Exercise:
Pull out every line in the items below that contains the word "road", and copy each one in full.
---+---
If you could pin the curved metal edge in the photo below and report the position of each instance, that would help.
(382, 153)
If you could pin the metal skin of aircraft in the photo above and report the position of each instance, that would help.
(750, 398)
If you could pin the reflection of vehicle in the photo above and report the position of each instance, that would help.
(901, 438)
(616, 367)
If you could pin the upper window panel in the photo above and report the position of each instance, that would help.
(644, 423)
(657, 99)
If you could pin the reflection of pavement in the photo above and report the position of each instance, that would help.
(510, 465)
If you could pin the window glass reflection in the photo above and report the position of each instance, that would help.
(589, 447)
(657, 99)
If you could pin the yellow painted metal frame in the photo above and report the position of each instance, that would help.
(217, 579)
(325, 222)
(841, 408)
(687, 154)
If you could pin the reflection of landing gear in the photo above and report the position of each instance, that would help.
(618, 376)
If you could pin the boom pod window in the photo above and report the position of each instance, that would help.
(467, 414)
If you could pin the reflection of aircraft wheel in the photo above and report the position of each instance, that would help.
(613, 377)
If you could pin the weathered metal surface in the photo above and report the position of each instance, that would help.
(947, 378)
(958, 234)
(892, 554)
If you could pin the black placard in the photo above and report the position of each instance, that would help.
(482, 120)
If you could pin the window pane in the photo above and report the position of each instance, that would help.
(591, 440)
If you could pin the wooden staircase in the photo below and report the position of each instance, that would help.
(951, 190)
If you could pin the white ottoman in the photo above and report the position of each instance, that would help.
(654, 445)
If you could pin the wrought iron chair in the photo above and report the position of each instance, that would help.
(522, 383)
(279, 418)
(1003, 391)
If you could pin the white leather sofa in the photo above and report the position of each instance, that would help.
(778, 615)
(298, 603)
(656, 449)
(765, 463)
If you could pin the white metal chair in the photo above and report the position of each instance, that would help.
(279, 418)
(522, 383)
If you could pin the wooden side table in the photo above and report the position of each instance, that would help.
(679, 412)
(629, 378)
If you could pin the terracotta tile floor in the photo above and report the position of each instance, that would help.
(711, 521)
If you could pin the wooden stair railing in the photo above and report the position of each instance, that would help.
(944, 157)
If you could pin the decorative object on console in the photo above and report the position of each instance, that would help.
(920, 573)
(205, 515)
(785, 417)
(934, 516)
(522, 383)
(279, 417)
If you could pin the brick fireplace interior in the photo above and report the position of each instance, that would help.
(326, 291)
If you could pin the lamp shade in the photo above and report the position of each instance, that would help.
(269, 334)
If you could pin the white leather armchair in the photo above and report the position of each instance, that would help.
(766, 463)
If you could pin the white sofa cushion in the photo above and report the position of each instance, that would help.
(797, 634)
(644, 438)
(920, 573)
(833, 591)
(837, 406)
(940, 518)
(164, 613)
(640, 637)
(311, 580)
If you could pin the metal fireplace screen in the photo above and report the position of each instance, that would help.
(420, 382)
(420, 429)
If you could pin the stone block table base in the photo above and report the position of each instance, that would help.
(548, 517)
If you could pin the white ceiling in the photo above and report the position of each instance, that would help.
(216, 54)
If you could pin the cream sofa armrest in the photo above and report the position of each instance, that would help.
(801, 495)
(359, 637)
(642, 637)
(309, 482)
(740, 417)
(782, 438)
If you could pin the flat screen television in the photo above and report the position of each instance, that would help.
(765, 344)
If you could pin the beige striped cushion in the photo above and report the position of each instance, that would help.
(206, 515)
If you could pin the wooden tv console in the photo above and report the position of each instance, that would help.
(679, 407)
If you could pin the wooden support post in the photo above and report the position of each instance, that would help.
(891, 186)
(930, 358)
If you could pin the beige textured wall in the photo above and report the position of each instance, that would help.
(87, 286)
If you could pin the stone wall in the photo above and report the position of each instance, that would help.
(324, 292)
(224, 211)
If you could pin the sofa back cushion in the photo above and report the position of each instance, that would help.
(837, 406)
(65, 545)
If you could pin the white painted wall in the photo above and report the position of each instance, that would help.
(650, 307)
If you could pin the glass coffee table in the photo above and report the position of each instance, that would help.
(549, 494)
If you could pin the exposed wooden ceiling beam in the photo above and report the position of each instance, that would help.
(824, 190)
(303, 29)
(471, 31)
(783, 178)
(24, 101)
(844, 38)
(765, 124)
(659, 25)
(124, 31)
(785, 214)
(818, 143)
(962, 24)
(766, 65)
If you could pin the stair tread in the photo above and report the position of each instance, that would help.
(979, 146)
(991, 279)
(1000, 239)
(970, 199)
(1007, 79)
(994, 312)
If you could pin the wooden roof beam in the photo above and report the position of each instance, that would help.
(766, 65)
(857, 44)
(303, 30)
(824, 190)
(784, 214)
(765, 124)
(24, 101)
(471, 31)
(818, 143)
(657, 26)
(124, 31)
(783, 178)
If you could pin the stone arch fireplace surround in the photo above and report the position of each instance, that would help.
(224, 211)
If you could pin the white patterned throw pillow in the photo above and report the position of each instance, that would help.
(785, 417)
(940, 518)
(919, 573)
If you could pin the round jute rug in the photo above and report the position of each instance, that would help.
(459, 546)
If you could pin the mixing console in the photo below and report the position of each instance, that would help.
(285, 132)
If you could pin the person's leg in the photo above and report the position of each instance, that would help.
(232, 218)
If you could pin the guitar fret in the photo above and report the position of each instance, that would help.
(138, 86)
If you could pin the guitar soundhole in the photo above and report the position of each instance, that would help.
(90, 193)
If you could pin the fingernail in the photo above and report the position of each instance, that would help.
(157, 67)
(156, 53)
---+---
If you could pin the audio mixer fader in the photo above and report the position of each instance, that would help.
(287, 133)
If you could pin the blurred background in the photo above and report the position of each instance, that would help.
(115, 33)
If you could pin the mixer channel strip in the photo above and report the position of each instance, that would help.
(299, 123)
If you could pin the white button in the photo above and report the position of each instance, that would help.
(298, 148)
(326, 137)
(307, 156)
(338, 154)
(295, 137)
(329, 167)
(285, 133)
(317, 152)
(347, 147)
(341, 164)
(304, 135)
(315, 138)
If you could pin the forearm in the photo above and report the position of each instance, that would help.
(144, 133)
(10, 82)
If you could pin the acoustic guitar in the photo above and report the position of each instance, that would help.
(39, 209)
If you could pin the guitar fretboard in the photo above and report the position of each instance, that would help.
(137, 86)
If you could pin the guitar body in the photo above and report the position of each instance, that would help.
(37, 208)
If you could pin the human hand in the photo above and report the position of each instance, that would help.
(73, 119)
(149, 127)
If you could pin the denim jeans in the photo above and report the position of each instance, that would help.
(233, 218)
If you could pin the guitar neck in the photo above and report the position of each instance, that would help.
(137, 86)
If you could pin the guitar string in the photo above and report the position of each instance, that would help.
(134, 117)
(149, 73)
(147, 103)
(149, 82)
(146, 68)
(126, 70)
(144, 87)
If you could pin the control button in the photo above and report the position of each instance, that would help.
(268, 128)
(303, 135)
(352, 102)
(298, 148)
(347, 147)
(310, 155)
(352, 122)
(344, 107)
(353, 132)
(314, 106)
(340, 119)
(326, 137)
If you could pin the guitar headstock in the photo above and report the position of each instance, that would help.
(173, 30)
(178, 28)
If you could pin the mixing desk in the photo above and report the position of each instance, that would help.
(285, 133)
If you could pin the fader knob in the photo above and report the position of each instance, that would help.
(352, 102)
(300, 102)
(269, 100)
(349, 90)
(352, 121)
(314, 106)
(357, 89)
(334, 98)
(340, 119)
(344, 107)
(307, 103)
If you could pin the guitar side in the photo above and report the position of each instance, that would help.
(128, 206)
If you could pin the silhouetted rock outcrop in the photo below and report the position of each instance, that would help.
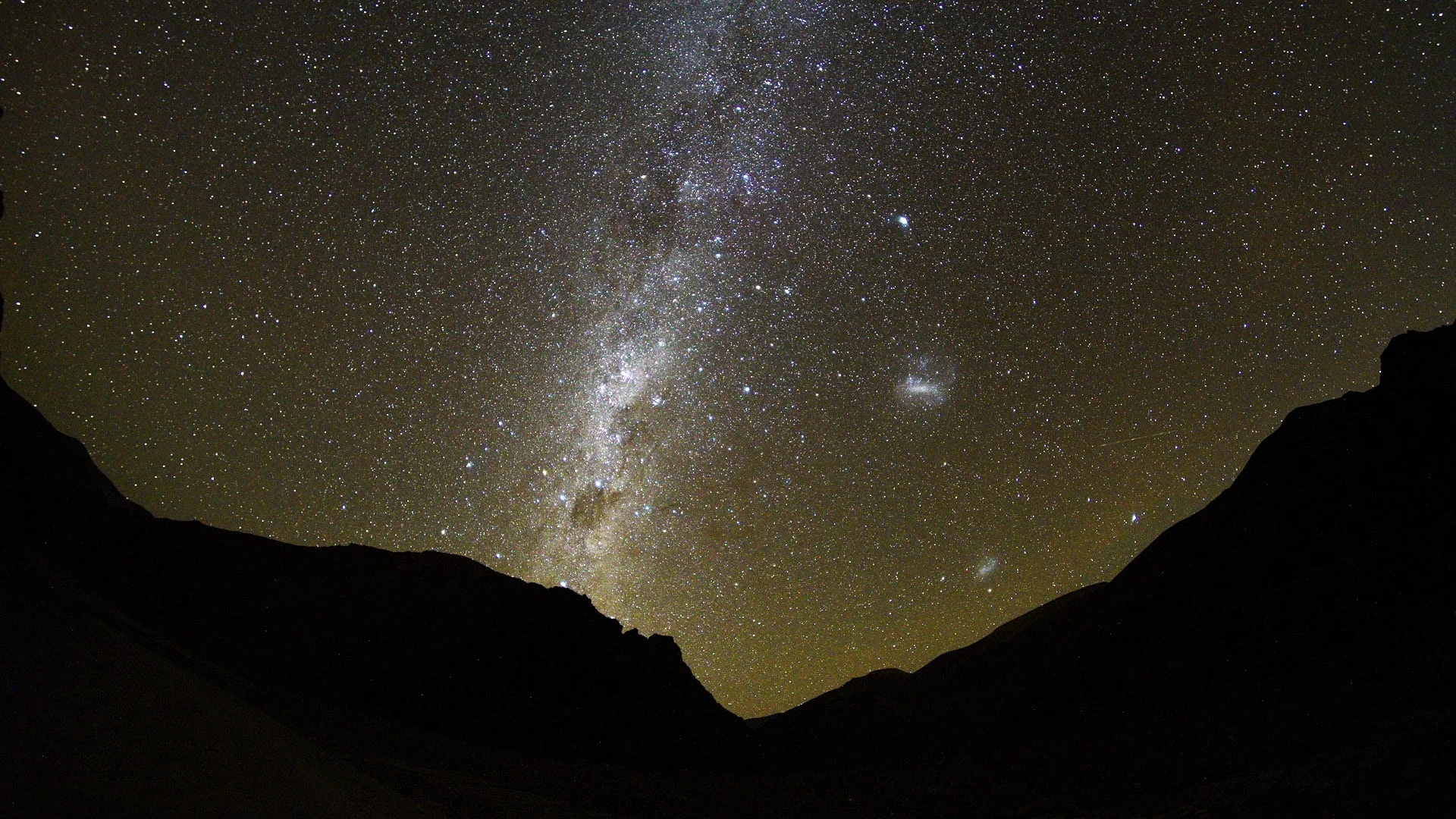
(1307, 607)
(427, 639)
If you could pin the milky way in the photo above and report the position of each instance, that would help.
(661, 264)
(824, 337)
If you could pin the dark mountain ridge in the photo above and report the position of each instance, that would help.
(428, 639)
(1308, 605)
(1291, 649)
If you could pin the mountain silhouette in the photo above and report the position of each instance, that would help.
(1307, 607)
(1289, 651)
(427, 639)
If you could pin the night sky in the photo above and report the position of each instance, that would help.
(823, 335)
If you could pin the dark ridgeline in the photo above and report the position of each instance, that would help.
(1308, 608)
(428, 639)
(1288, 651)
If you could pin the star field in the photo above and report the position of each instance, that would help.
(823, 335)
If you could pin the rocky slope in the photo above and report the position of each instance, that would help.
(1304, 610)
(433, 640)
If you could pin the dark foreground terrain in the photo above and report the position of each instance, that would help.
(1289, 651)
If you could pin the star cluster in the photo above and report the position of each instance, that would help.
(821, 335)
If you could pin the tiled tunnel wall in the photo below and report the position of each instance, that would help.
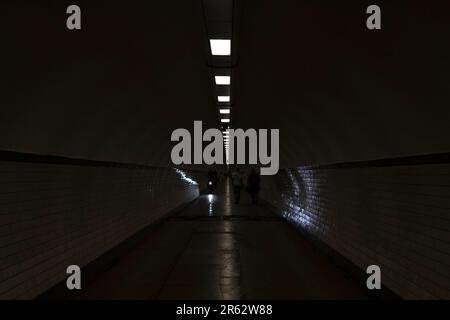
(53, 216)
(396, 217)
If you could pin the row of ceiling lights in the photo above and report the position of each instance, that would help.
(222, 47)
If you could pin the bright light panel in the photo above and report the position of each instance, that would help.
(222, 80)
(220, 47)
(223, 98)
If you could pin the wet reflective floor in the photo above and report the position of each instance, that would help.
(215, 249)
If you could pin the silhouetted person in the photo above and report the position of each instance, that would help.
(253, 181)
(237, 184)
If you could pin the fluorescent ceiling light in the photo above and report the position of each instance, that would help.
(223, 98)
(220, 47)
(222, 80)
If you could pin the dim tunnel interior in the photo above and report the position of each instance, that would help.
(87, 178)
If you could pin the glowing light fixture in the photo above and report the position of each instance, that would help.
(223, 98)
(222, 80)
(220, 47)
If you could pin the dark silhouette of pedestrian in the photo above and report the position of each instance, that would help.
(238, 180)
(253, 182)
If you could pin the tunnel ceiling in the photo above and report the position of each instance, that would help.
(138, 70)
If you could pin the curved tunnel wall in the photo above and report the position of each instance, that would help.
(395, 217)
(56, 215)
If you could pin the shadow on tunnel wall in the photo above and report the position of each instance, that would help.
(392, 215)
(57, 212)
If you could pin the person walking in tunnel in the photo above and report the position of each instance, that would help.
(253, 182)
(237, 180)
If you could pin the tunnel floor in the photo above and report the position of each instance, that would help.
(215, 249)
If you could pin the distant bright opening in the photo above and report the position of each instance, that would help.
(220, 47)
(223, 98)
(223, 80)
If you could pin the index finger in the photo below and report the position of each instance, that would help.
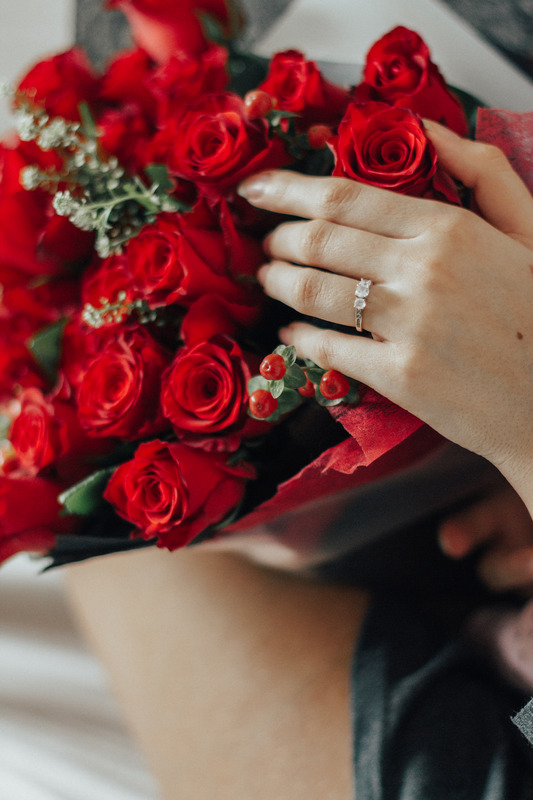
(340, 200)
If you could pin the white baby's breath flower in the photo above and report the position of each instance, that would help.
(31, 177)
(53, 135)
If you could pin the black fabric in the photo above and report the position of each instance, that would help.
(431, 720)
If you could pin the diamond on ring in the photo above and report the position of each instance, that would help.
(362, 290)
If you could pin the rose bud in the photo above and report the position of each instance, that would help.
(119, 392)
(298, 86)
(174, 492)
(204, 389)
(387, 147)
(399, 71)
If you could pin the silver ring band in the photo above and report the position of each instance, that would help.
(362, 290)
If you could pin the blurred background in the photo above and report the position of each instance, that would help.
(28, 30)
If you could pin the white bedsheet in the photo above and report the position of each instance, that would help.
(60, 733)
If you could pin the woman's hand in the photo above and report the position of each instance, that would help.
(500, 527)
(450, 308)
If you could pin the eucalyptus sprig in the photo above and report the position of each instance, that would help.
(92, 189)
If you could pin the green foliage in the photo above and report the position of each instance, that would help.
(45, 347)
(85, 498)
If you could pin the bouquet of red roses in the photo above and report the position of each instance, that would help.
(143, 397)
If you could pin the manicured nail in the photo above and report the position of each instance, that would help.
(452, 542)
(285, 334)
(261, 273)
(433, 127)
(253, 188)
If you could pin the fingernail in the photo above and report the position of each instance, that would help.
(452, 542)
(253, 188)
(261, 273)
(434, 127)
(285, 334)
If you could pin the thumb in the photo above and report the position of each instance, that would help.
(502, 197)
---+---
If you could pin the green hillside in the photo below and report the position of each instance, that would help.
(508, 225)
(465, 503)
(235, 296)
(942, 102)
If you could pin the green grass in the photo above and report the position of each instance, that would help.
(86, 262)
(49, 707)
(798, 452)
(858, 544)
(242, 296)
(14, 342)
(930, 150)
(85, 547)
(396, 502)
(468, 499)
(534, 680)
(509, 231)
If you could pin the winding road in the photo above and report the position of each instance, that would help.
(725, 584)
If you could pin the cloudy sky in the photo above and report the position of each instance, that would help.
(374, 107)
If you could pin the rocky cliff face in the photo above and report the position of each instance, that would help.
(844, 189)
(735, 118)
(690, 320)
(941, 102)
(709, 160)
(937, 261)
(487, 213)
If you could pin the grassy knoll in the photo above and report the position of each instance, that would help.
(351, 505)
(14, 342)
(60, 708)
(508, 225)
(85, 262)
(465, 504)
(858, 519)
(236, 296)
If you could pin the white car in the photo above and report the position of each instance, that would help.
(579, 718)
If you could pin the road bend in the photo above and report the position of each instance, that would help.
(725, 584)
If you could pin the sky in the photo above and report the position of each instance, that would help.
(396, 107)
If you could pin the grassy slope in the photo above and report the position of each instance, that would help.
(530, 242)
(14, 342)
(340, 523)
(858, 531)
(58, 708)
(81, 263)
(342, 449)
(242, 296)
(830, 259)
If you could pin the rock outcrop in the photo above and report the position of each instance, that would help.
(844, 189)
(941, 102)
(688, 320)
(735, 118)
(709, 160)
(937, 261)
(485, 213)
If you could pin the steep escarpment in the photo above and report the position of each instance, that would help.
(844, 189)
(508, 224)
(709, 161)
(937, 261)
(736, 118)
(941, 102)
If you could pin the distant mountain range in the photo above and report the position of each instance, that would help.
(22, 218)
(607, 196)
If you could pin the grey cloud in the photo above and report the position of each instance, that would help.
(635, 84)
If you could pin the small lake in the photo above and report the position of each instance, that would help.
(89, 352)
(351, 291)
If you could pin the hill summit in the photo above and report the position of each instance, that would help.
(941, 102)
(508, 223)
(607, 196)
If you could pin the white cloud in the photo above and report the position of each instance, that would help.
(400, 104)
---+---
The response:
If you could pin the winding road in the photo above and report the position of each instance, that would help.
If you could pin the road bend in the photo above and report the position of each instance, that would help.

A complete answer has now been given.